_WHAT THE TASK ASKS_
Print the passage of the thread on removing words with non-English letters that runs between "I have no idea" and "to achieve this?", inclusive, without changing a character.

_GIVEN TEXT_
◇ ◇ ◇

1

I have an array (converted from a string) that contains words with non-standard letters (letters not used in English, like ć, ä, ü). I don't want to replace those characters, I want to get rid of the whole words that have them.

from [Adam-Smith, Christine, Müller, Roger, Hauptstraße, X Æ A-12]
to   [Adam-Smith, Christine, Roger]

This is what I got so far:

<?php 
    $tags = "Adam-Smith, Christine, Müller, Roger, Hauptstraße, X Æ A-12";

    $tags_array = preg_split("/\,/", $tags); 

    $tags_array = array_filter($tags_array, function($value){
       return strstr($value, "a") === false;
    });

    foreach($tags_array as $tag) {
        echo "<p>".$tag."</p>";
    }
?> 

I have no idea how to delete words that are not [a-z, A-Z, 0-9] and [(), "", -, +, &, %, @, #] characters. Right now the code deletes every word with an "a". What should I do to achieve this?

mickmackusa
  • 43,625
  • 12
  • 83
  • 136
Astw41
  • 394
  • 3
  • 12
  • What is your meaning when you say `""` between `()` and `-`? I don't know how you want to exclude an empty space (zero-width character). – mickmackusa Oct 10 '22 at 02:00

3 Answers3

2

This should do the work for you

https://onlinephp.io/c/dd46c

$tags = ['Adam-Smith', 'Christine', 'Müller', 'Roger', 'Hauptstraße', 'X Æ A-12'];
$output = [];
            
foreach($tags as $word){
    if (!preg_match('/[^A-Z\-a-z!@#$%\^&\*\(\)\+\-\"]/', $word)) {
                    $output[] = $word;
    }
}
            
print_r($output);

output

Array(
[0] => Adam-Smith
[1] => Christine
[2] => Roger
)

◇ ◇ ◇

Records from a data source
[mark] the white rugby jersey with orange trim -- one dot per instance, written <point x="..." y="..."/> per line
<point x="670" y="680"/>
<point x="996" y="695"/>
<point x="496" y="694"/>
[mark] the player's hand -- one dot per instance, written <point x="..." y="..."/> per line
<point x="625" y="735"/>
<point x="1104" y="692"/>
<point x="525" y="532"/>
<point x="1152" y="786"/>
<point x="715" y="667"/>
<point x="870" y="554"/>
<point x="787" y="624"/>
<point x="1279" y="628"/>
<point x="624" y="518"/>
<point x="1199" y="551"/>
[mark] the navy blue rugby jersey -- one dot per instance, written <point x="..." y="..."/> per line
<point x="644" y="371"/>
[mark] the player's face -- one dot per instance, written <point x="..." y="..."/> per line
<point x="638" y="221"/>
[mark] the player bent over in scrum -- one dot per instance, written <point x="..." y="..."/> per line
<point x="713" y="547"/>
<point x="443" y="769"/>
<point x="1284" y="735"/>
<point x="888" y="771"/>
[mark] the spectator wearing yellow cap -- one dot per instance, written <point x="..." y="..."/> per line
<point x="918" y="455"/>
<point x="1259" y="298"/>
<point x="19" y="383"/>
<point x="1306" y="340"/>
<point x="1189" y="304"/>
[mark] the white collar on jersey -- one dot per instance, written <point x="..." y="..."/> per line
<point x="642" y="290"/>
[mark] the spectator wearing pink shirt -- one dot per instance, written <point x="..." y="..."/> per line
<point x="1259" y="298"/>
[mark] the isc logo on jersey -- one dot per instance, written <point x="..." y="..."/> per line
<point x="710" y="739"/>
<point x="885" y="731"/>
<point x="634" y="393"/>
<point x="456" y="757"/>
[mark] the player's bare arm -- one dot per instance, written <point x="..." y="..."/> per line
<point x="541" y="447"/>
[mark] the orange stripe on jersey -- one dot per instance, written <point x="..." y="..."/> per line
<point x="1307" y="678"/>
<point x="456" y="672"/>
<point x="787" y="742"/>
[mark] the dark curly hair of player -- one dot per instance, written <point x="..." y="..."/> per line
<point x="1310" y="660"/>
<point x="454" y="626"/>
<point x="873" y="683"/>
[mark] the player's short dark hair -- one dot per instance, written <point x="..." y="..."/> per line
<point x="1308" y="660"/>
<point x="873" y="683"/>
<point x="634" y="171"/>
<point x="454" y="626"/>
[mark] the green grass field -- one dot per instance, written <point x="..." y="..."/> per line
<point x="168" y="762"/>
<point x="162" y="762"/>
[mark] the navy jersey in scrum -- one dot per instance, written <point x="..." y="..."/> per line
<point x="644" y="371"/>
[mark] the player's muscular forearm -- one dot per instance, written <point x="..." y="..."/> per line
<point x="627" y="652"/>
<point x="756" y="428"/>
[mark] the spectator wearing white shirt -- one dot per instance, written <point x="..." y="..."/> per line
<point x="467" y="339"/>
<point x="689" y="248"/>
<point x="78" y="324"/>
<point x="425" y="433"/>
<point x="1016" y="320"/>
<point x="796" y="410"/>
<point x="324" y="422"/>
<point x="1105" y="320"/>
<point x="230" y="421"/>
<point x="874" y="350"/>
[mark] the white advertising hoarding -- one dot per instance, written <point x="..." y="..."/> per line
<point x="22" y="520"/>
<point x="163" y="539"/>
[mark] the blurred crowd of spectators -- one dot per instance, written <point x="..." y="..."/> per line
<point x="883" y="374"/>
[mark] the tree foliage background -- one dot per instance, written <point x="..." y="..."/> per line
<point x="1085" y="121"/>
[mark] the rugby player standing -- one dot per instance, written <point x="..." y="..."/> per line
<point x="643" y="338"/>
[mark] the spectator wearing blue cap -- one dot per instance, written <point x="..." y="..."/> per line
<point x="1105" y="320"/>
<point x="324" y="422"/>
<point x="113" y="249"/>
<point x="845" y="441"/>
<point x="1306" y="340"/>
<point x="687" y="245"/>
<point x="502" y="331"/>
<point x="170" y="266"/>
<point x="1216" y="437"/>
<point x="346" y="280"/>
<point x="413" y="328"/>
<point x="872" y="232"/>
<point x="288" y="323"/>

◇ ◇ ◇

_ANSWER_
I have no idea how to delete words that are not [a-z, A-Z, 0-9] and [(), "", -, +, &, %, @, #] characters. Right now the code deletes every word with an "a". What should I do to achieve this?